## ENTRIES PROVIDED
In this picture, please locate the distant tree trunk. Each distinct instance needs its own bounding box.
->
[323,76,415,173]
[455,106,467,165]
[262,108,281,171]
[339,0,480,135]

## OBJECTIVE
Rewrite all these lines, requests included, with each bounding-box coordinate in the answers multiplied by 1.35 and rounded to the nearest whole number, halves rounding up.

## THE COMPLETED TASK
In this picture, please locate the distant tree trunk. Each distinct instance needs its own bounding box.
->
[436,103,560,234]
[614,143,630,223]
[354,146,379,231]
[458,0,648,182]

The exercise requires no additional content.